TASK INPUTS Start Marker

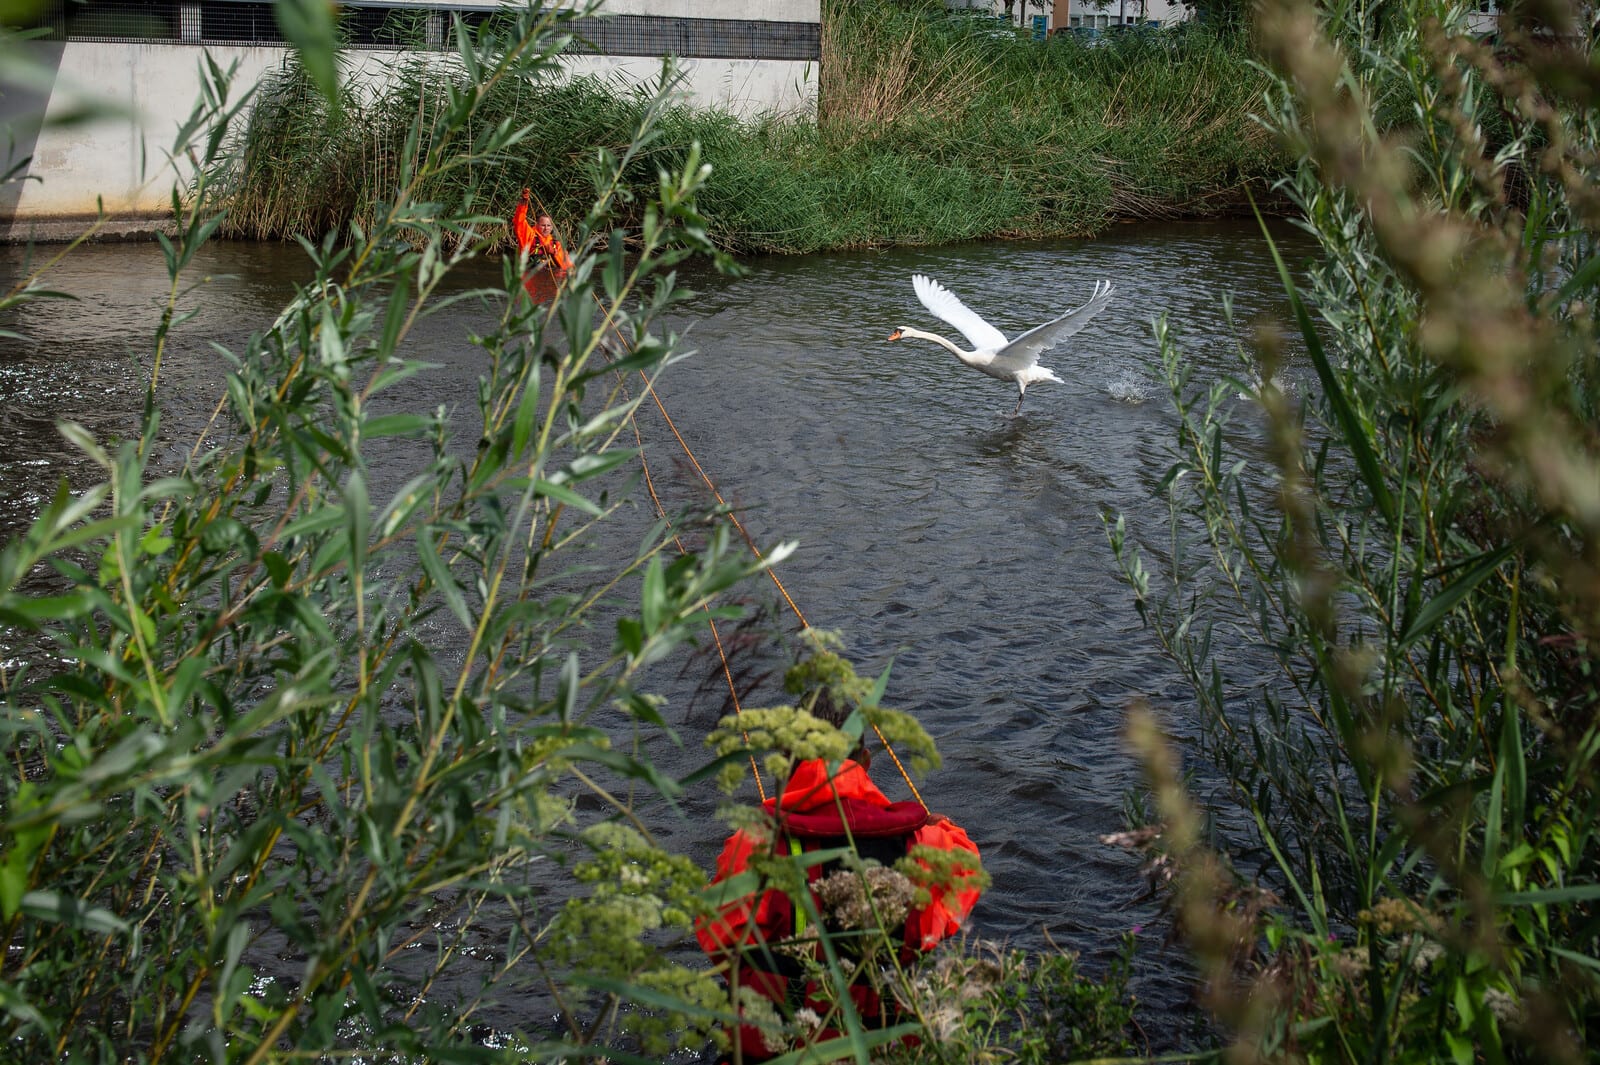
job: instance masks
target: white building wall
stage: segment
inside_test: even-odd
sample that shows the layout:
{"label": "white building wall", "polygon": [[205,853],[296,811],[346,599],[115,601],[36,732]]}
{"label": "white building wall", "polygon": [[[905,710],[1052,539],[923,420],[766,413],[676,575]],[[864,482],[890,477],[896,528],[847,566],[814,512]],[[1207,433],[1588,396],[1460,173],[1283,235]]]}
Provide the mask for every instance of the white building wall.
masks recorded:
{"label": "white building wall", "polygon": [[[661,60],[649,56],[566,56],[574,75],[649,84],[661,77]],[[817,65],[782,59],[685,59],[684,99],[693,107],[729,111],[740,118],[817,112]]]}
{"label": "white building wall", "polygon": [[[93,218],[100,204],[112,216],[169,209],[175,174],[164,153],[199,99],[200,49],[77,41],[59,47],[55,89],[28,167],[36,180],[22,185],[13,229],[32,219]],[[209,51],[224,68],[238,63],[235,80],[241,87],[254,85],[285,54],[282,48]],[[91,102],[122,117],[53,124]]]}

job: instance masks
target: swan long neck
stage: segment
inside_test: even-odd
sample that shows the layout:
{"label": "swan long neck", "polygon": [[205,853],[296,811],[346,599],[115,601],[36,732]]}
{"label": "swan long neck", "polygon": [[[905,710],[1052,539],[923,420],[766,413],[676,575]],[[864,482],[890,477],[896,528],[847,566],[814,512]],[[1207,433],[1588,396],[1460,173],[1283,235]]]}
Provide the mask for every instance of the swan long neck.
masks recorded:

TASK INPUTS End Marker

◆ **YOUR INSTRUCTIONS**:
Give the material again exactly as it is, but keep the pictures out.

◆ **OUTPUT OF THE TASK**:
job: instance masks
target: white building wall
stage: segment
inside_test: even-odd
sample that shows the layout:
{"label": "white building wall", "polygon": [[205,853],[296,811],[346,599],[115,601],[36,732]]}
{"label": "white building wall", "polygon": [[[905,710],[1052,539],[923,420],[766,413],[676,575]],[[864,482],[890,477],[896,528],[847,566],[814,512]],[[1207,433],[1588,396],[1460,173],[1283,235]]]}
Provide the mask for every instance of the white building wall.
masks recorded:
{"label": "white building wall", "polygon": [[[661,60],[649,56],[566,56],[574,75],[649,84],[661,77]],[[817,65],[782,59],[685,59],[684,99],[693,107],[729,111],[740,118],[817,112]]]}
{"label": "white building wall", "polygon": [[[93,218],[100,204],[112,216],[169,209],[175,174],[164,153],[199,99],[200,49],[77,41],[59,47],[55,89],[28,167],[36,180],[22,185],[13,229],[32,219]],[[209,51],[224,68],[238,63],[235,80],[241,87],[254,85],[285,54],[282,48]],[[91,102],[122,117],[53,124]]]}

job: instance masks
target: swan long neck
stage: segment
inside_test: even-odd
sample that shows the layout:
{"label": "swan long neck", "polygon": [[205,853],[296,811],[346,599],[115,601],[36,732]]}
{"label": "swan long neck", "polygon": [[[905,710],[1052,539],[923,420],[766,413],[676,575]],[[864,482],[890,477],[896,528],[847,566],[814,512]],[[1207,433],[1588,396],[1460,173],[1283,235]]]}
Provide the mask for every instance of the swan long neck.
masks recorded:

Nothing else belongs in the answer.